Stored data START
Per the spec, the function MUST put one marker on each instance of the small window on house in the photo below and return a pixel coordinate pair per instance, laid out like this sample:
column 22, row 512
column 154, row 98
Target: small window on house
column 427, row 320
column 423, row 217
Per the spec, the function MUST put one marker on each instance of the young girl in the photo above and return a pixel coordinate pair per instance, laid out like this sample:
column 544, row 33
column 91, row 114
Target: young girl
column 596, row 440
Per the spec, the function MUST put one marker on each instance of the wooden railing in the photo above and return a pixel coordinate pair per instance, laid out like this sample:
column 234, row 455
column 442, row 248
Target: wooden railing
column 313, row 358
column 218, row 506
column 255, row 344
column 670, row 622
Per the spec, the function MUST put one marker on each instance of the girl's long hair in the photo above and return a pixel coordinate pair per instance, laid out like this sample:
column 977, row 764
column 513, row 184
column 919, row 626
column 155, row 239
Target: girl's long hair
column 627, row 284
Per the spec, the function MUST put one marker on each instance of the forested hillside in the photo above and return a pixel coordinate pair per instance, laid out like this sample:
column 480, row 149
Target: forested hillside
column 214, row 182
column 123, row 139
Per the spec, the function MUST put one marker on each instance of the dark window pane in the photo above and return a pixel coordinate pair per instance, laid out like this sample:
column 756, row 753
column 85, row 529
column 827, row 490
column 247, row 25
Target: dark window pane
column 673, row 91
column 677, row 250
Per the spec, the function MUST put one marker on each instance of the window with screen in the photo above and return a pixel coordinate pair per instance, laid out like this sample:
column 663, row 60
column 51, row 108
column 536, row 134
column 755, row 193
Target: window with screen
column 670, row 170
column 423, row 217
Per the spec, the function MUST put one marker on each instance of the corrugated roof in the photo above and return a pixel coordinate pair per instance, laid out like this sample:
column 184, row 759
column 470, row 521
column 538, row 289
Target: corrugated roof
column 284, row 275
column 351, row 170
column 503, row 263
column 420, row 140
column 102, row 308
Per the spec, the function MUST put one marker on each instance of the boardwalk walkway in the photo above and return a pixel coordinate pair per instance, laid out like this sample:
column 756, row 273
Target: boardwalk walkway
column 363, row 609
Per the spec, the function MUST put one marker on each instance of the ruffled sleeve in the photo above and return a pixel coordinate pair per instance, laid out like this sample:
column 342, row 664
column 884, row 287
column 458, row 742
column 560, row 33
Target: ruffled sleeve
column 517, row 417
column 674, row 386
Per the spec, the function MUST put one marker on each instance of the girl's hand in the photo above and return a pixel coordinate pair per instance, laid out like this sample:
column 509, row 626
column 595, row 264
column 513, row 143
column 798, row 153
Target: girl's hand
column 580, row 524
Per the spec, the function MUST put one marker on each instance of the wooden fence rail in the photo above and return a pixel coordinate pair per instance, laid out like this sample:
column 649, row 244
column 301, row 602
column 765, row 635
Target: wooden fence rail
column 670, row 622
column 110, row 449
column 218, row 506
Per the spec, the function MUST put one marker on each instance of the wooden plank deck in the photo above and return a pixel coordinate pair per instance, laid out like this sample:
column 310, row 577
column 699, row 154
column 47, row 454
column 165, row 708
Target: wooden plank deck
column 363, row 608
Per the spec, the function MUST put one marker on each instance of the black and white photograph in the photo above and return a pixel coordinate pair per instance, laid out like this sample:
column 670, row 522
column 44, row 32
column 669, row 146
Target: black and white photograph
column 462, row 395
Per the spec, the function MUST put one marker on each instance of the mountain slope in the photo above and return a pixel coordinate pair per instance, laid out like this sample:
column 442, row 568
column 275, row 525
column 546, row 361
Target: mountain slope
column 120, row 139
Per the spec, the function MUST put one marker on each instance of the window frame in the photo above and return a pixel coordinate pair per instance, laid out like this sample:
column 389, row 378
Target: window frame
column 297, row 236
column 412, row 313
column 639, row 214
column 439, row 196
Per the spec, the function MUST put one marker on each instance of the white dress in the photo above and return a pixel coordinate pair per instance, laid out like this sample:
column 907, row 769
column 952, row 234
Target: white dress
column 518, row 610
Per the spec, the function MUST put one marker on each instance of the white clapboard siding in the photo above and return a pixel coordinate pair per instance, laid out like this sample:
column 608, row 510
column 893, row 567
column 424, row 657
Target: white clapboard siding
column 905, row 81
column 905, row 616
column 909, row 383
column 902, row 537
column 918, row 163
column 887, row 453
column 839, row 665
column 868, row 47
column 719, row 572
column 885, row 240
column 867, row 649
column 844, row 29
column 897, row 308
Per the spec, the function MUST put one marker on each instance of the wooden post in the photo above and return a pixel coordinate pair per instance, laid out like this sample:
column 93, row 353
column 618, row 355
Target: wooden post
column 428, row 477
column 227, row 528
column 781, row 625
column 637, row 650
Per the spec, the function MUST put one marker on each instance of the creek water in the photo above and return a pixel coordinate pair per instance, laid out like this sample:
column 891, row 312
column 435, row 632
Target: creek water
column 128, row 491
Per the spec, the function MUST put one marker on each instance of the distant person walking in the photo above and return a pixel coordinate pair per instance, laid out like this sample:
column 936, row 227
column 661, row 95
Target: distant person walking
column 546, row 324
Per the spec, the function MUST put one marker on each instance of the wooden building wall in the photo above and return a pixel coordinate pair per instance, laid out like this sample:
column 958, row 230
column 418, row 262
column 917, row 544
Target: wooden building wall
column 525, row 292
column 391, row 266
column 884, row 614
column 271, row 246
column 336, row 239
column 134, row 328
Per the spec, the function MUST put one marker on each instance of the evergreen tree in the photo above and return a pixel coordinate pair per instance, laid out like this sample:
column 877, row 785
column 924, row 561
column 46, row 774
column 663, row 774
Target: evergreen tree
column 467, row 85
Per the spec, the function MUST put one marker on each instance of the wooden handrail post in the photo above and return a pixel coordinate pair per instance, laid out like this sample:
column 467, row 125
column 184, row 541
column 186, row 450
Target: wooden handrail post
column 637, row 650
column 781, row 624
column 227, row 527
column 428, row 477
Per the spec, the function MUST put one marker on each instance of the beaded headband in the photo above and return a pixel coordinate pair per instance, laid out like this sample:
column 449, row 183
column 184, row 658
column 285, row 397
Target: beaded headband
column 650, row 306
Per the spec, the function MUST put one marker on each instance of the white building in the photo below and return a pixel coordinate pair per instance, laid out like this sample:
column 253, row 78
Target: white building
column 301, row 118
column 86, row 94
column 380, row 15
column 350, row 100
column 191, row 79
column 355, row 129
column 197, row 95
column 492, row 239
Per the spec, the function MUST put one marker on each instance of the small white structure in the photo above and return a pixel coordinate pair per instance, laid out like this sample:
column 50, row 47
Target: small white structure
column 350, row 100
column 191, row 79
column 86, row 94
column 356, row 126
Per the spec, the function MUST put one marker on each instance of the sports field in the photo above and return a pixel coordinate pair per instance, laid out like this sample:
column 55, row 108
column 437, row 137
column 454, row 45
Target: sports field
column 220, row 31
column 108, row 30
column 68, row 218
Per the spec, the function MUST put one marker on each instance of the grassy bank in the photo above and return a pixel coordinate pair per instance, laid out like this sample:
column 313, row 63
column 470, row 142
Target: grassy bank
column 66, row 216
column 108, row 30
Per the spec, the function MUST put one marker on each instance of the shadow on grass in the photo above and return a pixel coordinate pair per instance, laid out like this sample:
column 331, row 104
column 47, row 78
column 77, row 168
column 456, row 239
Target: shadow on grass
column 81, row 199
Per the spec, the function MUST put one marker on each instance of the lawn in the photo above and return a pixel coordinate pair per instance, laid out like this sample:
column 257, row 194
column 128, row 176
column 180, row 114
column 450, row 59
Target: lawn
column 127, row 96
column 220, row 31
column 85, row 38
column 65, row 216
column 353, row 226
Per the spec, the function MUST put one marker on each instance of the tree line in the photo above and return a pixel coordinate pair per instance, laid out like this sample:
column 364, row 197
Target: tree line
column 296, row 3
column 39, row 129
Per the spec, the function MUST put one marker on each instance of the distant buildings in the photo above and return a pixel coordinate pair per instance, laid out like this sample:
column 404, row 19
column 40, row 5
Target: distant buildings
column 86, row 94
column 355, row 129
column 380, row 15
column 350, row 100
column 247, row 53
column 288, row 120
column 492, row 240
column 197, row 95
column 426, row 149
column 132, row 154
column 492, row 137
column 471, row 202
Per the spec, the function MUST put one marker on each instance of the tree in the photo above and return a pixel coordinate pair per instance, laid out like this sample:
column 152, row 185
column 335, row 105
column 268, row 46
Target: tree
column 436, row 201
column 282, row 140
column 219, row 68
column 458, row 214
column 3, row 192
Stored data END
### Task objective
Please give an exact copy of the entries above, from the line with "the window frame" down to the line with "column 424, row 657", inclusive, and nothing else.

### Answer to this exercise
Per the spec, the function MUST put one marker on each instance of the window frame in the photo above and return a pixel coordinate pair per instance, laid out like this sample:
column 389, row 378
Target: window frame
column 297, row 236
column 412, row 313
column 639, row 214
column 439, row 196
Per the spec, the function MUST put one marker on each instance of the white dress in the photo above and return a pixel coordinate pair per instance, laid out like this sample:
column 907, row 769
column 952, row 234
Target: white dress
column 518, row 610
Per the spec, the function MUST put one marker on each instance of the white clapboard siding in the photo above and return a pixel coordinate pair per instance, laid out like this sample:
column 608, row 510
column 893, row 567
column 424, row 657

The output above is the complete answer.